-- BEGIN TASK MATERIAL --

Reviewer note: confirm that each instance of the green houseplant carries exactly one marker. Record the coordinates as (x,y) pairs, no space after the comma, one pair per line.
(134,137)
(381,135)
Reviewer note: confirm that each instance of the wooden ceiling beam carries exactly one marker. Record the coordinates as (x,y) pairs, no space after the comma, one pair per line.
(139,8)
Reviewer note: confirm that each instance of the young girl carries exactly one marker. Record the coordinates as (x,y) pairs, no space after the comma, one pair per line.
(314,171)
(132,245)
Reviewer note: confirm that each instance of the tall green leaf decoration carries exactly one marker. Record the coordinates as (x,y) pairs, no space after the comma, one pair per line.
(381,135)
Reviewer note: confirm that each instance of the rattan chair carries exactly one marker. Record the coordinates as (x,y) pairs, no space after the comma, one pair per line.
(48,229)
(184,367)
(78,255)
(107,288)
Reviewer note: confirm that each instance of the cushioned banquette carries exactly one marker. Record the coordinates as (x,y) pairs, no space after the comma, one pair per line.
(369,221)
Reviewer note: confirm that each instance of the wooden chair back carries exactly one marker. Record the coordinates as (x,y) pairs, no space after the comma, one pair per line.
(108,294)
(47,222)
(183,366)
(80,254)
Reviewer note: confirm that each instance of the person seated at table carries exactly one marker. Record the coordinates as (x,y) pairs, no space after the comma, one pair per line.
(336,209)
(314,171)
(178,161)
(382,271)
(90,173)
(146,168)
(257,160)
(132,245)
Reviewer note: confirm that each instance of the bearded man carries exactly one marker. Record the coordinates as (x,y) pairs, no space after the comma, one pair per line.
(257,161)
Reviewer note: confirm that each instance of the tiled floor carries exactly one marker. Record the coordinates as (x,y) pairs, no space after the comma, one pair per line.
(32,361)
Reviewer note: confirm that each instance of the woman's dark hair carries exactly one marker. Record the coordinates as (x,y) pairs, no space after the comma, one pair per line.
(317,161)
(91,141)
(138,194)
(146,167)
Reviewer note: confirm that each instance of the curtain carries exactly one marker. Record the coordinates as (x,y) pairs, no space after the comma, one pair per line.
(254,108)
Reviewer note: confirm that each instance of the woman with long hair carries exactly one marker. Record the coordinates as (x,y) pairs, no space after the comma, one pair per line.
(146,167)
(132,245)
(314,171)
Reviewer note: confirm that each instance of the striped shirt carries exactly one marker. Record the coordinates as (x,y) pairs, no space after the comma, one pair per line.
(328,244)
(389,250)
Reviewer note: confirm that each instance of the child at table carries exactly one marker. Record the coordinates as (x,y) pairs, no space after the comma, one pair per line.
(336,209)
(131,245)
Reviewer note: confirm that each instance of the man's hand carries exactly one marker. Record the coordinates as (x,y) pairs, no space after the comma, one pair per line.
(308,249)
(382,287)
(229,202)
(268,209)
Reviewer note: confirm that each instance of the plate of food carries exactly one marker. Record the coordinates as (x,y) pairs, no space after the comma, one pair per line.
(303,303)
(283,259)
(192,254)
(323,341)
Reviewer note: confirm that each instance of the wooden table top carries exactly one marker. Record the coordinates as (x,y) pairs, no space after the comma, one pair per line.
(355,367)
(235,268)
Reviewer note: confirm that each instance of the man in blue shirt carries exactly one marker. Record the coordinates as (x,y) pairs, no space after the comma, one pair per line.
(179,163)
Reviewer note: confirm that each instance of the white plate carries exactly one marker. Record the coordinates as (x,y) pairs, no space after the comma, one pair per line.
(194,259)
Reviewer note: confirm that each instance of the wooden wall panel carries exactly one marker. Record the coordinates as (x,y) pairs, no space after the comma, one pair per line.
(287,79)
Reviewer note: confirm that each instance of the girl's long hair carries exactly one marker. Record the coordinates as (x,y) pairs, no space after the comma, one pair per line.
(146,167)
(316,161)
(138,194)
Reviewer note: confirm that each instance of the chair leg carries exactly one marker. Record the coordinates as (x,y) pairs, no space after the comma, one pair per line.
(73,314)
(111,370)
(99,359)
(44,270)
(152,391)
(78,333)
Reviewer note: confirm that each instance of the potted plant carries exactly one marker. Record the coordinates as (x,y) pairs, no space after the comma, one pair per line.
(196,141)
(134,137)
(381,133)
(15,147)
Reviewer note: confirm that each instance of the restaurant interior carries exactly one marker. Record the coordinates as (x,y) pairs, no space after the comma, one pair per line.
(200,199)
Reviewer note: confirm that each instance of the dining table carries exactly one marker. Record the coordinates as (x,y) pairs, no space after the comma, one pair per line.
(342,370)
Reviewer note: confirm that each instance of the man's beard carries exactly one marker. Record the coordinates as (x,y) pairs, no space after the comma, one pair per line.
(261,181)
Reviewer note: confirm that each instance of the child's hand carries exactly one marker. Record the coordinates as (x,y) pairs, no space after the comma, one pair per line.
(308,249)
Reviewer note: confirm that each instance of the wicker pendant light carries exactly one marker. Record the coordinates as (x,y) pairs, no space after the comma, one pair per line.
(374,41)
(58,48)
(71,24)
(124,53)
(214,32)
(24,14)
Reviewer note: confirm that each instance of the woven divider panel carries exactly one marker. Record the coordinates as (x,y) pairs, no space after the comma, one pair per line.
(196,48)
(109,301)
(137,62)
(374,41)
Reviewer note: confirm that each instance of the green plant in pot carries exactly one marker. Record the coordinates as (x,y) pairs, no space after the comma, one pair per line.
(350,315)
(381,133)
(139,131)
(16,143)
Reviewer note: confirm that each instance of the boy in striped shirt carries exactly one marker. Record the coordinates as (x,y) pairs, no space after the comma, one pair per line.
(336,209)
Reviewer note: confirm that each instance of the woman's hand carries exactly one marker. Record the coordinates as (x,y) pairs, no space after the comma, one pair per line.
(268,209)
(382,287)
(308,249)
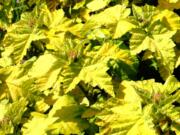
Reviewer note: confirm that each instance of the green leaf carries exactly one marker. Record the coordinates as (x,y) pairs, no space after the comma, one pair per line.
(125,119)
(68,113)
(152,39)
(18,39)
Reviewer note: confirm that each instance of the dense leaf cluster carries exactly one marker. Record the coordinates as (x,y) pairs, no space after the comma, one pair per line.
(104,67)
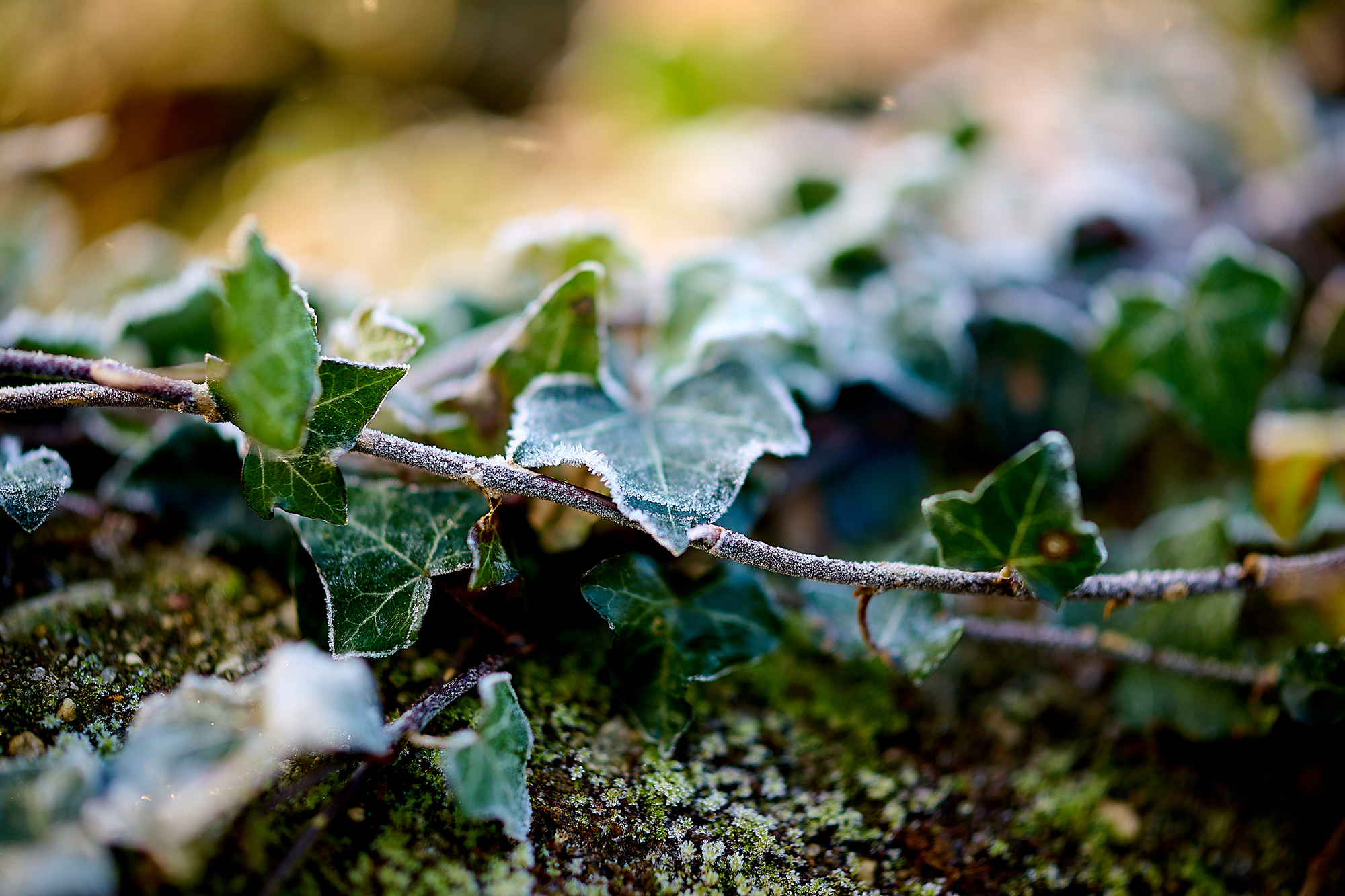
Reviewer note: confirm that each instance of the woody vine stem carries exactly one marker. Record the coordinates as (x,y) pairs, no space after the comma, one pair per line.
(108,384)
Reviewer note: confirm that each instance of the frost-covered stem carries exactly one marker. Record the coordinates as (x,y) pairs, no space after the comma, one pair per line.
(180,395)
(498,477)
(1114,643)
(434,702)
(410,723)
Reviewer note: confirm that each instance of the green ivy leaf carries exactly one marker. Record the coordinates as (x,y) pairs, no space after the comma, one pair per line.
(201,752)
(1027,517)
(906,331)
(375,335)
(559,333)
(268,337)
(307,481)
(377,568)
(672,466)
(664,639)
(911,627)
(174,321)
(32,483)
(726,300)
(490,561)
(1313,685)
(1207,349)
(486,766)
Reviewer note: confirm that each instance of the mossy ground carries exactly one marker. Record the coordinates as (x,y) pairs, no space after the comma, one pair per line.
(1004,772)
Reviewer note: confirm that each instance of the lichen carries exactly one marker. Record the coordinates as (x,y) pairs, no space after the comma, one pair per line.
(801,774)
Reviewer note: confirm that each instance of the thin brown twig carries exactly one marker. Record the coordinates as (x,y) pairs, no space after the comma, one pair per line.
(1087,639)
(497,477)
(410,723)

-- END TASK MATERIAL --

_GIVEN INSTRUCTION_: Rewrite the listing above, replacing every "Reviewer note" with "Annotator note" and leaving everything else unchanged. Omit the pictures from your answer.

_SOLUTION FOR THIS PROBLEM_:
Annotator note: confirm that each instance of the green houseplant carries exactly one marker. Record the coordinates as (x,y) pairs, no space after the comma, one pair per line.
(134,137)
(381,135)
Annotator note: confirm that each instance of the wooden ceiling beam carries exactly one marker. Record the coordinates as (x,y) pairs, no space after the comma, one pair per line.
(139,8)
Annotator note: confirm that each instance of the young girl carries exactly one marker. Record the coordinates as (x,y) pairs, no space after the comma, one pair per line.
(314,171)
(132,245)
Annotator note: confirm that each instance of the tall green leaf decoration carries exactly one marker. Record the coordinates as (x,y) pairs, no space after the comma, one pair per line.
(381,135)
Annotator note: confirm that each instance of the rattan chair carries exactly one marker. Record the coordinates as (x,y) pairs, no space after the comma, one pair per line.
(48,229)
(184,367)
(78,255)
(107,288)
Annotator note: confirm that each instance of the cushioned banquette carries exactly one marker. Record the coordinates as (x,y) pairs, no space after the comma, one pair per line.
(369,221)
Annotator note: confirm that each instance of the wooden chair back carries exactly one marker. Record the coordinates as (x,y) pairs, no space after the comma, one pair per line.
(108,294)
(47,222)
(183,366)
(80,254)
Annotator note: confirm that each instance of the person seated at table carries exactly one marker. Record the coordinates as (x,y) pairs, no space after the comma, one pair per line.
(336,209)
(314,171)
(178,161)
(382,271)
(90,173)
(146,168)
(257,160)
(132,245)
Annotator note: confirm that each instance of the bearded man carries exactly one marker. Record the coordinates as (x,y) pairs, no space after the comma, one pair per line.
(257,161)
Annotator note: confirm that each instance of the tiled floor carries exactly one marker. Record the coordinates as (x,y) pairs, no space after the comma, one pair per line.
(32,361)
Annotator note: confirm that each instance of the woman's dark hair carries exactly one marker. Record the coordinates as (x,y) pairs, no space after the comma, one pair per line.
(317,161)
(91,141)
(138,194)
(146,167)
Annotator note: confirm that each instance of the curtain carries exactly one marker. Record the coordinates as (x,y) pairs, no space after the comma, one pair per line.
(254,108)
Annotator note: confirm that each instance of the woman with long hair carries exactly one marker. Record the coordinates as (x,y) pairs, no space after the comma, one pair per line.
(146,167)
(132,245)
(314,171)
Annotator note: confirm that each instance of the striped shirt carries exactly one marker. Record the coordinates as (x,y) pairs, no space after the comma, one pair per line.
(328,244)
(389,250)
Annotator note: confirm that each instance of the child at table carries exactly one marker. Record the coordinates as (x,y) pairs, no space after the comma, one pair per line.
(336,209)
(131,245)
Annotator note: confirm that each instance of the man's hand carries exactly one marker. Record the coordinates as (x,y) pairs, no space after the comma, one pair per line.
(308,249)
(382,287)
(229,202)
(268,209)
Annotator note: confirm that each instance of the plate of food carries exactly one marker. Record the coordinates as (x,y) pairs, no space after the comma, one pair per line.
(303,303)
(283,259)
(192,254)
(323,341)
Annotator note: confirm that each instance of the wooden table top carries exactly one marker. Record the coordinates as (x,y) pairs, no space after the comma, one pair per line.
(355,367)
(235,268)
Annotator note: confirm that each instance of the man in blue shirt carries exactly one marker. Record the coordinates as (x,y) pairs, no space after the comma, one pair per line.
(179,163)
Annotator note: confirm that each instance of the white plate carries exactly one marker. Record the coordinates as (x,y) pairs, no space after the comma, one pair per line.
(194,259)
Annotator note: confirm that each instance of the wooden wall panel carries exactly one marker. Record the coordinates as (x,y) pairs, no space after the comma, one pair per line.
(287,79)
Annotator note: confirm that each instance of the girl's long hair carries exactly one marker. Record the coordinates as (x,y) pairs, no space after the comma, one pair per line.
(146,167)
(316,161)
(138,194)
Annotator note: confirm that each instance of the chair leg carries exactly one marker. Record the coordinates as (x,y) pairs, no space after the comma, one pair per line.
(73,314)
(111,370)
(99,359)
(44,270)
(152,391)
(78,333)
Annotator note: confirm that each instance of the potted plant carries exactly one marker. Record the coordinates as (x,y) pairs, no space after the comma, one pair per line.
(196,141)
(134,137)
(381,133)
(15,147)
Annotator note: confirm that each instance of the restaurant interior carries exactly one marker. Record the coordinates as (x,y) pairs, no space after the comma, one pair per line.
(200,199)
Annotator note: confirm that each instance of the dining table carries exactly one marker. Record the coordinates as (x,y) pairs, no space after the comma, one pair per line.
(342,370)
Annotator note: confirm that each instance of the man's beard carries exactly one marker. Record the coordinates as (x,y) pairs, no space after the comma, one pair per line.
(261,181)
Annotator note: confirm that each instance of the child's hand carries exactly one marker. Record the coordinates as (x,y) pairs, no space after the comma, one pair per line.
(308,249)
Annotator note: confirm that each instance of the wicker pendant light carries exactly one marker. Record the coordinates as (x,y) pairs, no space after the comma, one pair per line.
(374,41)
(58,48)
(71,24)
(124,53)
(214,32)
(24,14)
Annotator note: confirm that each instance of the woven divider panel carries exactly one marker. Record the coordinates as (x,y) pairs, no space after the comma, one pair per line.
(196,48)
(109,301)
(137,62)
(374,41)
Annotator note: confirm that each instance of the green plant in pot carries exactly one marker. Record the coordinates as (x,y) pairs, no space after the comma, one pair per line.
(350,315)
(381,133)
(139,131)
(16,143)
Annotator note: confirm that each instance of the boy in striped shirt carries exactly one marker. Record the coordinates as (x,y) pairs, no space after the comma, one pair per line.
(336,209)
Annotator note: confirm that each instance of the woman's hand carries exactly one marker. Record the coordinates as (x,y) pairs, no space after the comma, one pair per line.
(268,209)
(382,287)
(308,249)
Annotator note: confirm that each instance of the green leaf carries exactly one marker. Record the coordinates as (x,y) pairs, no space after the comma, one pair per line.
(125,119)
(68,113)
(152,39)
(18,39)
Annotator note: confirm that each instance of the dense leaf cluster carries exactly one marker. Record the coordinates as (x,y) pairs, no space after the comma, one pair per line.
(104,67)
Annotator note: confirm that each instance of the woody vine stem carries exactly one marker. Record the coordinates as (x,y) pairs, no space after the comma, one pair per line.
(108,384)
Annotator note: confirm that each instance of the frost-covered stem carries exactly one marker. Record the coordinates as (x,y) pairs, no space after the comma, one pair per line.
(180,395)
(498,477)
(1114,643)
(434,702)
(410,723)
Annotator note: confirm that each instance of the green ivy leaf carries exactly one marker. Record the coordinates as (x,y) pairs, no space after the comma, one pair per line.
(201,752)
(1027,517)
(906,331)
(375,335)
(559,333)
(268,337)
(307,481)
(377,568)
(672,466)
(664,639)
(911,627)
(174,321)
(32,483)
(726,300)
(490,561)
(1313,685)
(1207,349)
(486,766)
Annotator note: confirm that each instance of the mossy ground carries exactly one marker. Record the coordinates as (x,y) pairs, no space after the comma, one pair per line.
(1004,772)
Annotator note: confirm that each instance of the lichen carries exactly one marker. Record the coordinates as (x,y) pairs, no space after the comma, one pair per line.
(801,774)
Annotator note: confirm that each instance of the thin brown twig carries exactly one marker. Record the coordinates as (x,y) pairs, no space after the comma, one pair per line.
(1087,639)
(497,477)
(410,723)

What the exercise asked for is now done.